* [INPUT RECORDS]:
- - -
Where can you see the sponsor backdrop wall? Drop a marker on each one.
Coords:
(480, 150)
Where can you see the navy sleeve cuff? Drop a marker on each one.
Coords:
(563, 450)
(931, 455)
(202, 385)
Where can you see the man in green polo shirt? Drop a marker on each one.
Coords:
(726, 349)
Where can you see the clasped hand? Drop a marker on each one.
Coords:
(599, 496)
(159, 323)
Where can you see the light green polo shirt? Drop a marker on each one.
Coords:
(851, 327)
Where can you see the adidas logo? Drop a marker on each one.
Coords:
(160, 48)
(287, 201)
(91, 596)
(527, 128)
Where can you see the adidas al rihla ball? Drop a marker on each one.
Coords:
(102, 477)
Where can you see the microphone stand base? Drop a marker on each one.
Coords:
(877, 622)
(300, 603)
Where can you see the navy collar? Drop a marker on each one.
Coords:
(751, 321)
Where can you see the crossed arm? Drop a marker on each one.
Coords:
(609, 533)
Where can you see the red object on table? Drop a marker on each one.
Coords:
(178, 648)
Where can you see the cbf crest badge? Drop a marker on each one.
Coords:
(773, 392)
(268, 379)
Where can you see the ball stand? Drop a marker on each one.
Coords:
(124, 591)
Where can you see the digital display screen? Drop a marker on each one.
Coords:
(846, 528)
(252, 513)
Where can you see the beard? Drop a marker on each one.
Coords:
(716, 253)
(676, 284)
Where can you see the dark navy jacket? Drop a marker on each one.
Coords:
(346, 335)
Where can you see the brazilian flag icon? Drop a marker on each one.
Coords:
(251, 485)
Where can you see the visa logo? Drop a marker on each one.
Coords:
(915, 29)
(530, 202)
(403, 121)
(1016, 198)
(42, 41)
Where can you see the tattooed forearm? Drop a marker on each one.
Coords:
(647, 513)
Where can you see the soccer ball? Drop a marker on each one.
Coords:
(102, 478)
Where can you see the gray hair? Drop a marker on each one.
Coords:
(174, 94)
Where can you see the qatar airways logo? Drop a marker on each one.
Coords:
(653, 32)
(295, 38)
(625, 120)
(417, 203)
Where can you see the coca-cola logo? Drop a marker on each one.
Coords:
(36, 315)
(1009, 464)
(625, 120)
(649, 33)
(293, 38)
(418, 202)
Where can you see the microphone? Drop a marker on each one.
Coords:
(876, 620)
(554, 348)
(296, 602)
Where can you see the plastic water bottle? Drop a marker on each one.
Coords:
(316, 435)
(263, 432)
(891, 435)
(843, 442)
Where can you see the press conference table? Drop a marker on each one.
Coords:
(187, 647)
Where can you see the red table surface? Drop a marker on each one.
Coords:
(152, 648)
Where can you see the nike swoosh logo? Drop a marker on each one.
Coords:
- - -
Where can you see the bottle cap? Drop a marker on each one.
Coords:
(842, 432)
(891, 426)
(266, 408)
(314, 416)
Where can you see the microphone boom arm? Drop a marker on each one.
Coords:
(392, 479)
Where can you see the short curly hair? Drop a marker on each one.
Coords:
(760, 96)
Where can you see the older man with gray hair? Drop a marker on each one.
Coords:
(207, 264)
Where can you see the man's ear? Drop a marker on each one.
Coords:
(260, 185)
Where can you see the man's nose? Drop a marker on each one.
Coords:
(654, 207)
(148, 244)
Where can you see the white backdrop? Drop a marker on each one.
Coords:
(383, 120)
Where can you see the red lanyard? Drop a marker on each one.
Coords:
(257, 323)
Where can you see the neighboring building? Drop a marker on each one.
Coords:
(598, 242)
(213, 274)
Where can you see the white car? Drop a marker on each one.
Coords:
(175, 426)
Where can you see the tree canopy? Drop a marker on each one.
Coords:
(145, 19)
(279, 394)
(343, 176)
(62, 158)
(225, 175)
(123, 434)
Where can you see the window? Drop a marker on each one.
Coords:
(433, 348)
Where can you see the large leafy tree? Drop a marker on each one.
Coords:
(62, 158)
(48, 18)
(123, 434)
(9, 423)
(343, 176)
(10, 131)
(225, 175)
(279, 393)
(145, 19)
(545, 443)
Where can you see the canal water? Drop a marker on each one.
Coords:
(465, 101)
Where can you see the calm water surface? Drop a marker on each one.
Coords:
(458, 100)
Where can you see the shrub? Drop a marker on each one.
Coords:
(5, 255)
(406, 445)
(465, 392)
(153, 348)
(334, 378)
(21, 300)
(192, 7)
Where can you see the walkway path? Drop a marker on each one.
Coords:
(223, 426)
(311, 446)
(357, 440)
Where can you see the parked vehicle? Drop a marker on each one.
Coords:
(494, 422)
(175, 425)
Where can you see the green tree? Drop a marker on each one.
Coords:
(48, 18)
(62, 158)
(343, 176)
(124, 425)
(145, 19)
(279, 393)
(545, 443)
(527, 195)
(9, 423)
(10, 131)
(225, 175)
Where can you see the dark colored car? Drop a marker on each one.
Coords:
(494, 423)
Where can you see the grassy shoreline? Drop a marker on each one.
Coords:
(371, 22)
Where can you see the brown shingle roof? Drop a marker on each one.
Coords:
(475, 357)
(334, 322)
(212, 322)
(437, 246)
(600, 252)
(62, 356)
- - -
Restate word for word the lines in the material above from the one with "Where can you see the sponsor" to the one with "Where can you see the adidas logo?"; both of those lines count, and nothing else does.

* [WRITTEN ANSWER]:
Where can you see the sponsor backdrop wall? Drop a marker on each one.
Coords:
(480, 150)
Where can you see the navy sleeve cuff? Drop a marker on each one.
Coords:
(563, 450)
(931, 455)
(202, 385)
Where can you see the man in green polo shirt? Drop a marker on each one.
Coords:
(726, 349)
Where can you see the clasped hand? Drop a marker on each one.
Coords:
(599, 496)
(159, 323)
Where can you see the light green polo shirt? Drop a marker on each one.
Coords:
(851, 327)
Where can you see the adidas logo? Drop a marker on each one.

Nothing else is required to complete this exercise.